--- Extracted text ---
#####
# Windows Media Player to Hopper 3 problem - fix or alternative?



## rootazoid (Feb 21, 2016)

Long story short, can anyone recommend a Win7 compatible media server program that will pipe my *media saved on a different partition* over to the Hopper 3. Windows Media Player can itself be pointed to my media folders on that other partition and they show on the PC, but for some odd reason when it pipes to the Hopper it only sees/displays stuff in C:\Users\Rob\Pictures or C:\Users\Rob\Videos etc. I don't want to use up my C by copying over all those files onto C. I haven't tried copying any shortcuts yet, even if it worked it would be too tedious with thousands of files. Is there a fix for this 'different partition' problem? Or a different media server program that's workable?

BTW I've already tried Mezzmo and TVersity. Both fail in different ways.


----------



## rootazoid (Feb 21, 2016)

just testing whether i'll get an email alert for any reply


----------



## FarmerBob (Nov 28, 2002)

PLEX.


----------



## TheGrove (Jan 10, 2007)

Windows Media Player will work. After opening Player right-click on Videos in the navigation panel and add your locations. If locations on your C drive are listed and you don't want to use them you can remove them.

Having said that, I like PlayOn. It streams more types of media and will also support other streaming services as well.


----------



## rootazoid (Feb 21, 2016)

FarmerBob said:


> PLEX.


A man of few words! Just got it, installed (with 3 annoying items installed into my startups), and was then further annoyed that on running it started up my default web browser for its UI (it has none of its own like a proper program), then wanted Cookies and a Login for features. Then I tried pointing it to my local Music folder, first. It didn't mind selecting a folder on my media partition. *Yay*. Then after working a bit, now on the PC screen I see 2 Music folders and no movies/videos folder in the UI but my videos are indexed in one of the 2 Music folders, and NO mp3 files. On the Hopper Home Media screen PLEX came right up but of course no Video folder and inside either music folder there are none of my mp3s and a very abbreviated selection of my videos. This is probably a good bit of PEBKAC but it's just not the program I wanted. I'll leave it installed for now.


----------



## Wilf (Oct 15, 2008)
#####
--- Data rows ---

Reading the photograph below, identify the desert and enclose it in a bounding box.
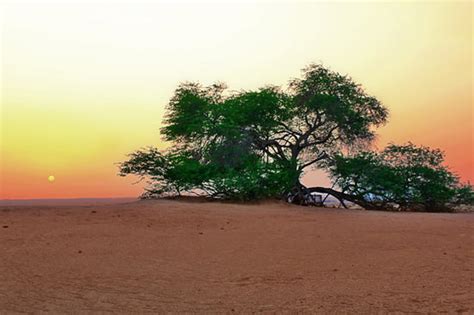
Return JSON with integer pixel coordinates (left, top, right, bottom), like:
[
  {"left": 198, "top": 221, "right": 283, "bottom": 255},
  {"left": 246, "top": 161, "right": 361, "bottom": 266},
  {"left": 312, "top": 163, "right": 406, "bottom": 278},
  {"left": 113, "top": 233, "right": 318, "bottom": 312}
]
[{"left": 0, "top": 200, "right": 474, "bottom": 313}]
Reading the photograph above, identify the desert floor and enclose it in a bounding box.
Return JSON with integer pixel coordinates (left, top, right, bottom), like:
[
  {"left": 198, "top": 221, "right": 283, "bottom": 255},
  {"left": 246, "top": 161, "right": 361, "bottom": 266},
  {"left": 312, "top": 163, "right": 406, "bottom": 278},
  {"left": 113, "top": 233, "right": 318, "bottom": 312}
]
[{"left": 0, "top": 200, "right": 474, "bottom": 313}]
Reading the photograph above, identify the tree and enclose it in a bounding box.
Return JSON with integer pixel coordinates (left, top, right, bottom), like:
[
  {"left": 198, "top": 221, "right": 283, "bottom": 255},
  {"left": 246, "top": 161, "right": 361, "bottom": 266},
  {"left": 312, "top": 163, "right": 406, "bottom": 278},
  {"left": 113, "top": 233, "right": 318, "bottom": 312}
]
[
  {"left": 328, "top": 143, "right": 474, "bottom": 211},
  {"left": 128, "top": 64, "right": 388, "bottom": 201},
  {"left": 120, "top": 64, "right": 472, "bottom": 209}
]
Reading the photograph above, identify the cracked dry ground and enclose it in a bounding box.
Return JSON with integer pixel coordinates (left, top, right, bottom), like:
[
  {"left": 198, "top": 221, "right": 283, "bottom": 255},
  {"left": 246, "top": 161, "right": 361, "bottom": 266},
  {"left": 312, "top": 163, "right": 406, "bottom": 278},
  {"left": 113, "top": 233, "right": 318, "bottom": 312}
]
[{"left": 0, "top": 200, "right": 474, "bottom": 313}]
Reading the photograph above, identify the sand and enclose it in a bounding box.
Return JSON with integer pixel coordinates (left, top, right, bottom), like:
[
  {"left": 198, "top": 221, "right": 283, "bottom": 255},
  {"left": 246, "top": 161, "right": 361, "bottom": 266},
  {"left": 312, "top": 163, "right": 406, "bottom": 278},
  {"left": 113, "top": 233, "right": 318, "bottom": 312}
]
[{"left": 0, "top": 200, "right": 474, "bottom": 313}]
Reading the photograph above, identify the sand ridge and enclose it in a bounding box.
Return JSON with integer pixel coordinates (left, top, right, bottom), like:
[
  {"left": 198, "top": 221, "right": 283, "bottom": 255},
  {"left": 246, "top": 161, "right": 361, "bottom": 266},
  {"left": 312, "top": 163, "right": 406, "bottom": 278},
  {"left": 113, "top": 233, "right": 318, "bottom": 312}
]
[{"left": 0, "top": 200, "right": 474, "bottom": 313}]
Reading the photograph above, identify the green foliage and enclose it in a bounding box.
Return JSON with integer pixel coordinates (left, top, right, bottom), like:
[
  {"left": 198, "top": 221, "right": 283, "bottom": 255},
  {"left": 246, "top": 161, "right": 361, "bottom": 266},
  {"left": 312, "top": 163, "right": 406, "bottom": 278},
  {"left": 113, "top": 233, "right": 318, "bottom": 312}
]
[
  {"left": 330, "top": 143, "right": 473, "bottom": 211},
  {"left": 120, "top": 65, "right": 388, "bottom": 200}
]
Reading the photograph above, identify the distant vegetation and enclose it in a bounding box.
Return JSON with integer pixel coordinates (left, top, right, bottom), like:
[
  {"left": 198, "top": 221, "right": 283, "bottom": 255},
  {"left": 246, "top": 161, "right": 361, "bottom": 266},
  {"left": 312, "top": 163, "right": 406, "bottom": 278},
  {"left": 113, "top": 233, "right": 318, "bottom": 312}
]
[{"left": 120, "top": 64, "right": 474, "bottom": 211}]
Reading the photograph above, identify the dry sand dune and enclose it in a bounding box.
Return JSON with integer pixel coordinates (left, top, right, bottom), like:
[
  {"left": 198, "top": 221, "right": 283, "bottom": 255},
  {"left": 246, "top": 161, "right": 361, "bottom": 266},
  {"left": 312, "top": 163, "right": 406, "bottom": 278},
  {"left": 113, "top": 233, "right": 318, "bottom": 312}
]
[{"left": 0, "top": 200, "right": 474, "bottom": 313}]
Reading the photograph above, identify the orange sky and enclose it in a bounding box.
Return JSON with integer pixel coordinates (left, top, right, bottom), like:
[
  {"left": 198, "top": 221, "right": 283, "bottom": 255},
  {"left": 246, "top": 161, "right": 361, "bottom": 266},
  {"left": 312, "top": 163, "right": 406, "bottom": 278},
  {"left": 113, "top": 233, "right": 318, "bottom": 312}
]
[{"left": 0, "top": 0, "right": 474, "bottom": 199}]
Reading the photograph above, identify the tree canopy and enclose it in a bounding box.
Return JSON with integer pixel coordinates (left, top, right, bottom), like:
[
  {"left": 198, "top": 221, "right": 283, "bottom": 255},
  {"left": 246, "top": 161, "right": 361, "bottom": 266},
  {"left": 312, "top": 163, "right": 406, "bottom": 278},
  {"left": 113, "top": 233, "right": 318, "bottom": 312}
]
[{"left": 120, "top": 64, "right": 470, "bottom": 212}]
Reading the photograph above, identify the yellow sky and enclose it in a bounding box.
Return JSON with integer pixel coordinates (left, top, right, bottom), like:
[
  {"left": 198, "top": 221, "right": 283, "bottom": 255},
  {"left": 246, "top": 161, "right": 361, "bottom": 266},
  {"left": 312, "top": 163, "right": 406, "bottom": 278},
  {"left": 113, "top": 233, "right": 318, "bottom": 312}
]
[{"left": 0, "top": 1, "right": 474, "bottom": 198}]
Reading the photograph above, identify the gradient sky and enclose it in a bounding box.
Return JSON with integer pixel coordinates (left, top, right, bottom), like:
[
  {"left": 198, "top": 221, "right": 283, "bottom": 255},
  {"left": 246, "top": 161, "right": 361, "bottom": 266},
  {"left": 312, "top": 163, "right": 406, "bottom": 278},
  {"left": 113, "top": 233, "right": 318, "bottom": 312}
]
[{"left": 0, "top": 1, "right": 474, "bottom": 199}]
#####
--- What is being asked ---
Rewrite the part of the forum thread that begins with "Windows Media Player will" and ends with "can remove them.", putting "sidebar" in place of "navigation panel". The material placed after the forum thread is separate from it.

--- Complete output ---
Windows Media Player will work. After opening Player right-click on Videos in the sidebar and add your locations. If locations on your C drive are listed and you don't want to use them you can remove them.